### EXERCISE GOAL
Give the data again word for word; drop the pictures.

━━━━━━━━━━━━━━━━━━━━

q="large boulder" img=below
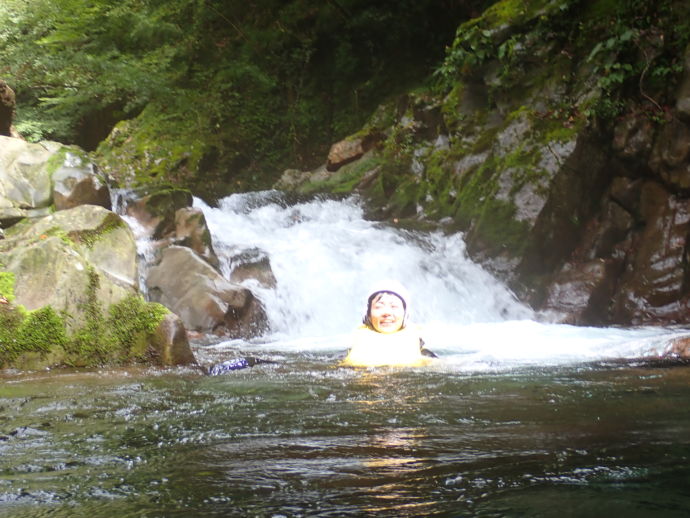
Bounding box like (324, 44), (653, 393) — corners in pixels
(0, 204), (196, 368)
(0, 137), (56, 223)
(125, 188), (194, 239)
(150, 312), (197, 366)
(2, 205), (138, 320)
(173, 207), (219, 268)
(124, 188), (220, 269)
(0, 137), (110, 227)
(327, 131), (381, 172)
(53, 153), (111, 211)
(229, 248), (277, 289)
(146, 245), (267, 337)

━━━━━━━━━━━━━━━━━━━━

### SOLUTION TO THE PROBLEM
q="large boulder" img=below
Bounding box like (324, 44), (653, 393) — corners in pixels
(0, 204), (196, 368)
(0, 137), (56, 223)
(125, 188), (194, 239)
(150, 312), (197, 366)
(2, 205), (138, 320)
(173, 207), (219, 268)
(124, 188), (220, 269)
(0, 137), (110, 227)
(327, 131), (381, 172)
(53, 153), (111, 211)
(229, 248), (277, 289)
(146, 245), (267, 337)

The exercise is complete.